本文の内容と次の1.〜3.が合っているかを、それぞれ「はい」か「いいえ」で答え、判断の決め手となる本文の語句をそのまま引用してください。
1. 80年代の英国の法人税は30%近くだった。
2. ジョリビー・フーズは21年に欧米などを中心に450店を新規出店する。
3. ジョリビー・フーズは日本の外食大手である。

**本文**
________________
❹法人税下げ競争に転機 米財務長官「最低税率で協調」

 長く続いてきた法人税の引き下げ競争が転機を迎えている。80年代には英国の法人税は50%近くあったが、そこから引き下げ競争がはじまり、各国が下げるように。英国は現在では19%まで下がっている。コロナ禍がその転換点となり、財政支出をまかなうため、現行の21%の法人税率を28%にあげる計画を打ち出した。
 法人税も牛丼屋みたいに値下げ競争になってたんですね。どこかで歯止めをかけないと。でも、タックスヘイブンは当分なくならなそうですね。

❺比「国民食」ジョリビー、世界大手に挑む

 フィリピンの外食大手「ジョリビー・フーズ」が海外出店を進めている。21年は欧米などを中心に450店を新規出店する。フィリピンでは「国民食」と呼ばれるほど親しまれている同チェーンは、今後、海外展開によって拡大を図る。
 「国民食」というからどんなのかと思ったけど、内容はパスタやフライドチキンなんですね。でも、日本人がマクドナルドを食べて育つように、「子どもの頃から馴染む」のが大事なんでしょうか。海外にいるフィリピン人を目下のターゲットにしている戦略も面白い。
________________
**項目セット**
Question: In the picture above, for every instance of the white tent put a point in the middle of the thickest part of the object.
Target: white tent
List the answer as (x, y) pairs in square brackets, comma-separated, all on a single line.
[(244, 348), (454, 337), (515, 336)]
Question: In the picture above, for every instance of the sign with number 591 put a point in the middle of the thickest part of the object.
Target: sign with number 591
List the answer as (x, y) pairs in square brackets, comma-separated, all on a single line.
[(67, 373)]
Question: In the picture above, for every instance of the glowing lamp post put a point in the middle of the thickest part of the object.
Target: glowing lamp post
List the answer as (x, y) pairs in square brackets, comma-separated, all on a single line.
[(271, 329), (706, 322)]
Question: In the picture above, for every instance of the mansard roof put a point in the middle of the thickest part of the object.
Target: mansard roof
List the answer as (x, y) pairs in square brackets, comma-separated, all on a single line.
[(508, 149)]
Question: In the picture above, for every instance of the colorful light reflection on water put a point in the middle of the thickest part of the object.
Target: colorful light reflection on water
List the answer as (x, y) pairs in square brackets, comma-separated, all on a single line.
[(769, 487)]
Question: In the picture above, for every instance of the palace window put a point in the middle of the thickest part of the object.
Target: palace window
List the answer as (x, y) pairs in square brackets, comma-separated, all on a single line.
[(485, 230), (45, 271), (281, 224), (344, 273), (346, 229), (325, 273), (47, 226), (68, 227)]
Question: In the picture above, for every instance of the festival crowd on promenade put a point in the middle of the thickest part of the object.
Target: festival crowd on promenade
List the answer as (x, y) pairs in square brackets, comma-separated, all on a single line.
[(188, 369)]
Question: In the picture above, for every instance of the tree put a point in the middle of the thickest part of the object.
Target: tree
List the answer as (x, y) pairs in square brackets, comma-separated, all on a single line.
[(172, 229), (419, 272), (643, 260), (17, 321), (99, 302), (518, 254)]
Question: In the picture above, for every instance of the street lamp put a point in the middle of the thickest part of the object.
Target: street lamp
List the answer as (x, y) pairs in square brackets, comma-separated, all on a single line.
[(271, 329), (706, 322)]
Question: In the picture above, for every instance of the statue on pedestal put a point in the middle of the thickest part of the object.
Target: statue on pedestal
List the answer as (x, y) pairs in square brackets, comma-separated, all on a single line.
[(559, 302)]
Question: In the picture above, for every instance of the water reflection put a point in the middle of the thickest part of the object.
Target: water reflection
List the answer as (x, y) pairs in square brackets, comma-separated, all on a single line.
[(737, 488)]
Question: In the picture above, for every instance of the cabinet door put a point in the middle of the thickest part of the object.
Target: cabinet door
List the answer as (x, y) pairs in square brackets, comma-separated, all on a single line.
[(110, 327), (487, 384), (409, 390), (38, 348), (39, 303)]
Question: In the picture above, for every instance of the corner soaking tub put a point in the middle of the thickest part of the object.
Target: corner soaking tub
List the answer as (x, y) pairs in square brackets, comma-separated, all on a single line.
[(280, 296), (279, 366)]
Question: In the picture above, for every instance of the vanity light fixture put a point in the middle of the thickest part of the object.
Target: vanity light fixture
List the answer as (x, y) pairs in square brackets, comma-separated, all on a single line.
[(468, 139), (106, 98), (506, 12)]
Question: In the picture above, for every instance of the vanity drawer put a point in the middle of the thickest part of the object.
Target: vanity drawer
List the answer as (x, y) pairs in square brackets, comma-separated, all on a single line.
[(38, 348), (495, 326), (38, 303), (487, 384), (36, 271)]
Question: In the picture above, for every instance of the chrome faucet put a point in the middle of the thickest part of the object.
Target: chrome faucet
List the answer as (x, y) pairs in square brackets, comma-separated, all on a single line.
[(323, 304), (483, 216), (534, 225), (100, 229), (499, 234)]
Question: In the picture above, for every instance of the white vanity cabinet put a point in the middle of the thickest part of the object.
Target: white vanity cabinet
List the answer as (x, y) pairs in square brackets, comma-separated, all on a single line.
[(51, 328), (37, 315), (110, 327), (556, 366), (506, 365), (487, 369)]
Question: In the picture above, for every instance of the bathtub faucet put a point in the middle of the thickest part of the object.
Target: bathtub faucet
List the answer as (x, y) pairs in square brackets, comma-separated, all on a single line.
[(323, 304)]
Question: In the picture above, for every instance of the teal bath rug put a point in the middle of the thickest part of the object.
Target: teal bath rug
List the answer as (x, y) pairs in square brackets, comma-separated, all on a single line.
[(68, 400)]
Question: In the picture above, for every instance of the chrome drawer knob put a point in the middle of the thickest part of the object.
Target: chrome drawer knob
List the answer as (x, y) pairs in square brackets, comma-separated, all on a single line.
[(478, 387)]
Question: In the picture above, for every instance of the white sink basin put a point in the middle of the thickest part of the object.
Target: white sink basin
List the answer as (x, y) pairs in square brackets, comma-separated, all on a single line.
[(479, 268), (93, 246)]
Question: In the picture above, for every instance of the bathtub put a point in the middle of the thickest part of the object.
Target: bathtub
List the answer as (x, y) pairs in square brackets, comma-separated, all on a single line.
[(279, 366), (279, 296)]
________________
**解答結果**
1. いいえ。「80年代には英国の法人税は50%近くあった」
2. はい。「21年は欧米などを中心に450店を新規出店する」
3. いいえ。「フィリピンの外食大手」